======== GIVEN PASSAGE

Godana read a summit statement saying that the two parties had committed themselves to having permanent negotiating teams in Nairobi to carry on negotiations. 

The one-day summit was held under the aegis of the regional Inter-Governmental Authority on Development (IGAD), of which Moi is the chairman. 

Presidents Omar Guelleh of Djibouti and Yoweri Museveni of Uganda attended the summit along with Prime Minister Meles Zenawi of Ethiopia. 

Eritrean President Isaias Afeworki, who had confirmed participation, did not show up. 

Opening the summit, Moi called on Bashir and Garang to "engage in sustained negotiation with greater determination." 

Moi acknowledged that the peace process had made only "modest progress" in recent years. 

The Kenyan president listed four main obstacles to peace: eligibility to vote in a self-determination referendum for the south; separation of religion and state; the system of government to be installed during an interim period, and the sharing of resources. 

He called on the Khartoum government to make "a definite commitment to the separation of religion and state within an appropriate federal constitutional framework," saying this would "enable us to overcome one of the most difficult stumbling blocks". 

Newly discovered underground oil wealth in the south of Africa's largest country has fanned the civil war, in which humanitarian organizations accuse the government of massive rights violations against the rebels. 

Garang said Saturday that a ceasefire could only be negotiated with the government if it stopped the activities of oil companies in Sudan: "a cease-oil is part of the essence of ceasefire because oil kills in Sudan." 

"The government has to stop the evictions of the civil population to give room to oil companies. It is not only about stopping the shooting," said the SPLA leader.

================
======== INFORMATION SUPPLIED

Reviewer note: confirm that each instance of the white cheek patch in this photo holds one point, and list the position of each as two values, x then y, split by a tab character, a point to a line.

================

**DIRECTIONS FOR THIS TASK:** Please continue the news report on the Sudan peace summit above, picking up after its last sentence.

**EXERCISE OUTPUT:**
On Monday, 50 humanitarian organizations and emergency relief groups also launched a campaign to freeze the activities of oil companies in Sudan, which became an oil exporter in September 1999. 

With reserves estimated at more than one billion barrels, crude output is expected to rise to 400,000 barrels per day (bpd) in the next few years from current production of some 200,000 bpd, according to estimates from the Center for Strategic and International Studies in Washington. 

Garang also said other rebel forces, particularly the National Democratic Alliance (NDA) must also be included in a ceasefire, otherwise the government would simply concentrate its forces against the NDA. 

Meanwhile, an SPLA spokesman said the group had captured the strategic town of Raga, in the province of Bahr Al Ghazal, but government forces "are continuing their attacks and their bombings" in spite of their declaration of a unilateral ceasefire. 

IGAD, which comprises Djibouti, Eritrea, Ethiopia, Kenya, Somalia, Sudan and Uganda, has been pursuing peace efforts since 1993, but most initiatives have ended on the rocks. 

The heads of state resolved at the summit to reconvene in the Kenyan capital in two months to review progress on the negotiations – NAIROBI (AFP) 

 

 

© 2001 Al Bawaba (www.albawaba.com)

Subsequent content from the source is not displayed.